DATA RECORDS >>
=====

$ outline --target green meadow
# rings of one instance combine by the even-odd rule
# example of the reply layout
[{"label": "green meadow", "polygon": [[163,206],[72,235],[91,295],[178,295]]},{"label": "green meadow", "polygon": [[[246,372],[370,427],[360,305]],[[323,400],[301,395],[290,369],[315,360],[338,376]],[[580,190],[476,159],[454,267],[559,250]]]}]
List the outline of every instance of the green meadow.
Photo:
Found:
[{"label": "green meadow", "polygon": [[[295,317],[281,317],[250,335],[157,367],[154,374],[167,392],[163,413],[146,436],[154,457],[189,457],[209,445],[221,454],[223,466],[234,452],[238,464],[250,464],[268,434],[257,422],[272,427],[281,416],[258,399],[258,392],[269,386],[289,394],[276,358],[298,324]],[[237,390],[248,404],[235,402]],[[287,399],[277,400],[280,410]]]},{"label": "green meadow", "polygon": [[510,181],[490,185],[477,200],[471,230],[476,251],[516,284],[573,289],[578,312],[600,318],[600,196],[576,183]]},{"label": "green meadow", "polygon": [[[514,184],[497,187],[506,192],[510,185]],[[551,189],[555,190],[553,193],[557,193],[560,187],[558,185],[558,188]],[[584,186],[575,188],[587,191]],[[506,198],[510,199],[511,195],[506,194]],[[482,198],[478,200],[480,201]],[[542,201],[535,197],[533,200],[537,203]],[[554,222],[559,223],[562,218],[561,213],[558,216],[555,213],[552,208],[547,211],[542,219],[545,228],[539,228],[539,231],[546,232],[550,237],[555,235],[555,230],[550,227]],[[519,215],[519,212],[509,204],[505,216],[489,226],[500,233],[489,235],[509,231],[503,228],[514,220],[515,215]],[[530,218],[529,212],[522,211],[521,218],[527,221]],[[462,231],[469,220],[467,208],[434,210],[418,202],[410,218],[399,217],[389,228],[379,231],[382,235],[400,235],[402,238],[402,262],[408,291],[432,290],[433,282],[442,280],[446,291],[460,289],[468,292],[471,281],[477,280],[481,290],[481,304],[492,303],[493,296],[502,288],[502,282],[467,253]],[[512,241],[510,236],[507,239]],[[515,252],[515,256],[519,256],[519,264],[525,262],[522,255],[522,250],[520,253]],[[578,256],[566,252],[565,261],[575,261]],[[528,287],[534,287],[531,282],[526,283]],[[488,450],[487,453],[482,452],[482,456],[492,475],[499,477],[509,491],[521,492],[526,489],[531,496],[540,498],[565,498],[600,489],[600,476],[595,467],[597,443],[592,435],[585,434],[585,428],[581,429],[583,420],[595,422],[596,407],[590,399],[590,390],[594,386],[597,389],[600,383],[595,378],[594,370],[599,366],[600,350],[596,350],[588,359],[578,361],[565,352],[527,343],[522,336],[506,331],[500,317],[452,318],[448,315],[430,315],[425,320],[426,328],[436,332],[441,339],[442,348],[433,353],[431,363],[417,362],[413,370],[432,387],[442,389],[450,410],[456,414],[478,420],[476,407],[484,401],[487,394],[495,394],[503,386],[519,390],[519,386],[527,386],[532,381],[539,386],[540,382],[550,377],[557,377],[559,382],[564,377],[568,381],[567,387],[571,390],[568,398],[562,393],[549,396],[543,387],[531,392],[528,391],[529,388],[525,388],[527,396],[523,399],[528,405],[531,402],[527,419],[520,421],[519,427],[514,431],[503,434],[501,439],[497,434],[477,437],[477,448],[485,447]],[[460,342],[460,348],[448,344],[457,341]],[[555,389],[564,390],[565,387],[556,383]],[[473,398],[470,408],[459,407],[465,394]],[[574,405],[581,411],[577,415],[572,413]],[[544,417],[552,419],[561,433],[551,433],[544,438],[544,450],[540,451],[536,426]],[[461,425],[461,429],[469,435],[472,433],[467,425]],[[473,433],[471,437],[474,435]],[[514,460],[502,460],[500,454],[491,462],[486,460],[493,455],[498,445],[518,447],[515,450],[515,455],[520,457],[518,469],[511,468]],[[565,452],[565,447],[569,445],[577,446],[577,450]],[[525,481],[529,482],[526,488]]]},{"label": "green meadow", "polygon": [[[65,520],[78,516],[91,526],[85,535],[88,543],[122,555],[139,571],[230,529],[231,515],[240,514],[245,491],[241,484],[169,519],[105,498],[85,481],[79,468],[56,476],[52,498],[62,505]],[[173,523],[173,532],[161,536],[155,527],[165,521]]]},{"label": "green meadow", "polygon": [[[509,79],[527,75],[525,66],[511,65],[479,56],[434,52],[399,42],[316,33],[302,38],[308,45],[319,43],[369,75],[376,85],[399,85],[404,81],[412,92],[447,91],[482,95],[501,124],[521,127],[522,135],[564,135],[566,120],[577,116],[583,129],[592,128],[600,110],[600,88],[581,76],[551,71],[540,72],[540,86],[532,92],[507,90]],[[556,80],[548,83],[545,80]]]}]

=====

WHAT THE EXERCISE ASKS >> For this exercise, copy each line from the listing above that has the word "outline".

ANSWER AREA >>
$ outline --target green meadow
List the outline of every instance of the green meadow.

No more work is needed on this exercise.